◆ **Assigned task**: Word for word and without images, reproduce the listing that follows.

........

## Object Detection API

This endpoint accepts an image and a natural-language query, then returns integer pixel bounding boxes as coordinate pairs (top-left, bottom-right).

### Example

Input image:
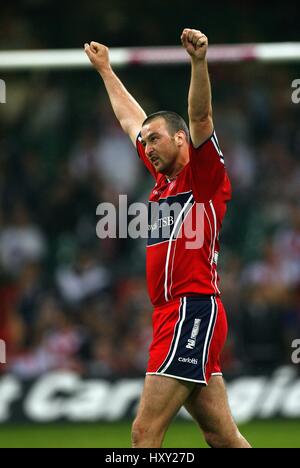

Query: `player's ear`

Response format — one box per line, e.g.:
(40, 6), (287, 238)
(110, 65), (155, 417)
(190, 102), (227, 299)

(175, 130), (186, 147)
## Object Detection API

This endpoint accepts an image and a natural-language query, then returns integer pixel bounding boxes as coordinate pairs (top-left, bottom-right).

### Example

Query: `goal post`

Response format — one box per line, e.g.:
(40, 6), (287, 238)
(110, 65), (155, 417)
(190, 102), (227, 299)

(0, 43), (300, 71)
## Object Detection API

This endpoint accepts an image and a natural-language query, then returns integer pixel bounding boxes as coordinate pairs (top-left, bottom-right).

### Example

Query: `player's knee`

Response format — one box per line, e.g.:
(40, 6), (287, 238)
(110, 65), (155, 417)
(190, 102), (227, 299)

(131, 418), (152, 446)
(131, 418), (144, 446)
(203, 430), (236, 449)
(204, 429), (250, 449)
(131, 417), (164, 448)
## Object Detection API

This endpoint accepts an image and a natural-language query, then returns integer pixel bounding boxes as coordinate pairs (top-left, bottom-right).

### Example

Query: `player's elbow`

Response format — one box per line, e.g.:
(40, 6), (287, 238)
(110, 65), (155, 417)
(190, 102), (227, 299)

(189, 116), (214, 146)
(188, 110), (213, 125)
(120, 115), (145, 138)
(119, 117), (131, 133)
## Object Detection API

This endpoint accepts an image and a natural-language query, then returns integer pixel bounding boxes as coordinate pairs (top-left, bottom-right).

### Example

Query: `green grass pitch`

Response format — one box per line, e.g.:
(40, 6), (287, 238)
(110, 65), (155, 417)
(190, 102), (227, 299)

(0, 420), (299, 448)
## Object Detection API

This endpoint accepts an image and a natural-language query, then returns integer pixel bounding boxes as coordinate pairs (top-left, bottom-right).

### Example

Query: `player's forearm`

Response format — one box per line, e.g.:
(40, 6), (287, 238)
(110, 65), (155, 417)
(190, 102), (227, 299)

(188, 58), (212, 122)
(99, 67), (146, 135)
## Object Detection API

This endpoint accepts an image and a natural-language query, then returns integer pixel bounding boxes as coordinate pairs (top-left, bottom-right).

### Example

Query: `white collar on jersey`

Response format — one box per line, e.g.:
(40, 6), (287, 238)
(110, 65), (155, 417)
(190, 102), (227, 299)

(166, 176), (177, 183)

........

◆ **Exercise result**:
## Object Detection API

This endpoint accepts an image and a natural-language query, then returns integer pixel bounding boxes as coordinate pairs (top-left, bottom-right).

### Example

Input image:

Query: `player's ear`

Response format — one box per line, e.g.:
(40, 6), (287, 238)
(110, 65), (155, 417)
(190, 102), (227, 299)

(175, 130), (186, 147)
## Object Detection API

This endpoint accepts an image and a natural-language query, then returns integer pixel bounding boxes as coordinate pairs (top-left, bottom-right).

### Example

Query: `goal post`

Response format — one box per line, e.g.:
(40, 6), (287, 238)
(110, 65), (155, 417)
(190, 102), (227, 299)

(0, 43), (300, 71)
## Object Detection API

This endpoint accepts an image and a natural-language query, then returns integer pixel bounding boxes as coordinate pairs (top-left, bottom-right).

### Example

Query: `player's knee`

Response format — one box per line, e.g.:
(40, 6), (287, 238)
(110, 65), (155, 417)
(190, 102), (227, 299)

(131, 418), (152, 446)
(131, 418), (144, 446)
(203, 430), (236, 449)
(204, 429), (250, 449)
(131, 417), (164, 448)
## Object Detection API

This endpoint accepts an image and a natural-language query, then returns integer pixel bounding boxes as coordinate pairs (top-left, bottom-right).

### Example

Query: `player's elbow`

Response format — one box per line, e.g.:
(40, 6), (287, 238)
(110, 65), (155, 417)
(190, 102), (227, 299)

(189, 116), (214, 146)
(188, 110), (213, 125)
(120, 115), (145, 138)
(119, 117), (131, 133)
## Object Detection API

This endpoint accepts an image and a natural-language query, then returns integer pixel bounding boxes as coordinate pairs (top-left, bottom-right).

### Example

Query: `green grass pitch`

Response format — one box per line, e.g.:
(40, 6), (287, 238)
(110, 65), (155, 417)
(190, 102), (227, 299)

(0, 420), (299, 448)
## Object Detection API

This endpoint accepts an image and a natural-language query, then returns integer pixel bounding boxes as coordinate pairs (top-left, bottom-right).

### Example

Query: `player's forearm`

Response format — one box per line, e.g.:
(40, 6), (287, 238)
(110, 65), (155, 417)
(190, 102), (227, 299)

(188, 58), (212, 122)
(99, 67), (146, 135)
## Object Detection API

This endpoint accepts an image and a natural-language query, then returns integer pixel bounding boxes as coordinate pairs (top-left, bottom-right).

### Example

Query: `white collar on jersey`

Response format — one box per line, e.g.:
(40, 6), (287, 238)
(110, 65), (155, 417)
(190, 102), (227, 299)

(166, 176), (177, 183)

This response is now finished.